Reproduce all of the data that follows, character for character.

......

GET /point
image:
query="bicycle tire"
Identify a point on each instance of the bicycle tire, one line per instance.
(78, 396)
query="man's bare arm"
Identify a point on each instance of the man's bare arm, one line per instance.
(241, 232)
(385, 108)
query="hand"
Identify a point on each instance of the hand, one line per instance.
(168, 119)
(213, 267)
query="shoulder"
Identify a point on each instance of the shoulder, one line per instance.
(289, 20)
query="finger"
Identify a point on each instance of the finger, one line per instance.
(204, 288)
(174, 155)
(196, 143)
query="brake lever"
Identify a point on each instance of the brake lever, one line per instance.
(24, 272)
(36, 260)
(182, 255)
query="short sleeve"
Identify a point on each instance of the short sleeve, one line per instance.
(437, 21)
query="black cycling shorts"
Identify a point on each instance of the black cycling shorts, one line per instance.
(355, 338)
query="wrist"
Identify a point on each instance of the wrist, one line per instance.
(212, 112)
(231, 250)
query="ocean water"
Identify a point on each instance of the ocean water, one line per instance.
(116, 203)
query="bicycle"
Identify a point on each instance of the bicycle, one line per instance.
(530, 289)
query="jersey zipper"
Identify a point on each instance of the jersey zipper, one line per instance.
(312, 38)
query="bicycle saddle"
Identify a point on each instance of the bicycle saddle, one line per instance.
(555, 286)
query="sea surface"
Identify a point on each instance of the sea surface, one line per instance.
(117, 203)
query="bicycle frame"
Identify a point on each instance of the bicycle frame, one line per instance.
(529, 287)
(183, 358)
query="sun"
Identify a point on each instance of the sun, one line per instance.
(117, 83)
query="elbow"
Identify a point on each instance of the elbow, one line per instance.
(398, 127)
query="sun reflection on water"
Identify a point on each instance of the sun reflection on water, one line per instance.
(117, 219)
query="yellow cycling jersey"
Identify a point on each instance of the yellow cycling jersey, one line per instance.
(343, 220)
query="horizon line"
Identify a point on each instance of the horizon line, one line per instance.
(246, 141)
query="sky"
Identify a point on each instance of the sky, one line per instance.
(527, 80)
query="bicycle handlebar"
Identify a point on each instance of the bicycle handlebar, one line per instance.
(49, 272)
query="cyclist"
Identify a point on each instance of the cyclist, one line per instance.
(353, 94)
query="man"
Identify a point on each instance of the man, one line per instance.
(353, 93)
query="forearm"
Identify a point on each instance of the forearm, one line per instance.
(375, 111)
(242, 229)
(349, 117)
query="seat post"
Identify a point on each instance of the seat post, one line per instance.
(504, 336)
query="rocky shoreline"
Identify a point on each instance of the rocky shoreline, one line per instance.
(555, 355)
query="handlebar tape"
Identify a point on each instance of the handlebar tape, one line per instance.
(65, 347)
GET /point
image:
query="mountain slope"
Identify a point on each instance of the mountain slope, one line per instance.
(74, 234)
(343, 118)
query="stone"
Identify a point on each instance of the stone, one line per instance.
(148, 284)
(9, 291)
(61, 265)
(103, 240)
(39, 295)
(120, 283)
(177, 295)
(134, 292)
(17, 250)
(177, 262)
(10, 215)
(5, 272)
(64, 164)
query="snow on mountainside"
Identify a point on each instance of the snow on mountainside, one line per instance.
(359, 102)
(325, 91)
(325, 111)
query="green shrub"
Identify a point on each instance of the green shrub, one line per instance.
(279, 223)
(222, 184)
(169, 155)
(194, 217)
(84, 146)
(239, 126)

......

SOLUTION TO THE EXERCISE:
GET /point
image:
query="bicycle tire"
Identify a point on each instance of the bicycle tire, one line per instance.
(78, 396)
query="man's bare arm"
Identify a point on each instance of the man's bare arm, one line per instance.
(241, 232)
(385, 108)
query="hand"
Identify a point on each instance of the hand, one line per instance.
(168, 119)
(213, 267)
query="shoulder"
Identify a point on each instance of the shoulder, one line per instance.
(289, 20)
query="finger"
Identify a point on each instance of the finger, one line per instance.
(204, 288)
(174, 155)
(196, 143)
query="brake lever"
Identify a point on each instance of the brake lever, one line per instance.
(24, 272)
(36, 260)
(182, 255)
query="short sleeve"
Identify a point on each instance of the short sleeve, one line per instance.
(437, 21)
query="black cycling shorts"
Identify a point on each instance of the black cycling shorts, one line per instance.
(355, 338)
query="wrist"
Identify a point on each instance of the wrist, one line per instance.
(212, 112)
(231, 250)
query="ocean water"
Identify a point on each instance of the ocean water, one line per instance.
(116, 203)
query="bicycle"
Identify a point on each instance of the bicycle, one line per instance.
(530, 289)
query="jersey zipper"
Identify a point on each instance of the jersey zipper, one line per instance.
(312, 38)
query="bicycle saddle"
Identify a point on each instance of the bicycle saddle, one line per instance.
(555, 286)
query="sea surface"
Identify a point on each instance of the sea surface, one line per instance.
(117, 203)
query="bicycle frame"
Identify a point on each instance of the bicycle frame, one line per instance.
(529, 287)
(183, 358)
query="sun"
Identify a point on each instance of the sun, one line per instance.
(117, 83)
query="elbow"
Identify a point on each instance of the elbow, one line per instance.
(398, 127)
query="sun reflection on water"
Identify a point on each instance of the sun reflection on water, one line per instance.
(117, 219)
query="yellow cycling jersey"
Identify a point on each instance of the yellow cycling jersey, one line per instance.
(343, 220)
query="horizon line"
Identify a point on each instance of the horizon line, one line per instance.
(246, 141)
query="sky"
Identify a point on each instance of the sky, one line per instance.
(527, 80)
query="bicycle handlebar"
Identify a point on each instance of the bicycle handlebar, one line per instance.
(49, 272)
query="cyclist"
Identify a point on each instance of the cyclist, one line per instance.
(353, 94)
query="man"
Identify a point on each instance of the man, one line per instance.
(353, 93)
query="forearm"
Identify a point on each instance of the forearm, one line per instance.
(375, 111)
(242, 229)
(349, 117)
query="seat post"
Identify a point on each instance of the seat post, one line per instance.
(504, 336)
query="rocky shoreline"
Identify a point on each instance of the rocky shoreline, one line per instance.
(555, 355)
query="handlebar tape"
Identify a point on each instance of the handlebar tape, one line per instance.
(65, 347)
GET /point
image:
query="mountain slope"
Identify a point on each instance of the mountain slope, one line per instance.
(74, 234)
(343, 118)
query="stone"
Identify a point on each instance of the stone, one line per instance.
(148, 284)
(9, 291)
(61, 265)
(103, 240)
(39, 295)
(120, 283)
(177, 295)
(134, 292)
(17, 250)
(177, 262)
(10, 215)
(5, 272)
(64, 164)
query="snow on mountainside"
Identify a point on each instance of the snow on mountainside, one line per instance.
(359, 102)
(325, 91)
(325, 111)
query="green shrub"
Identify a point on each instance of the green shrub, one line per instance.
(279, 223)
(222, 184)
(169, 155)
(194, 217)
(84, 146)
(239, 126)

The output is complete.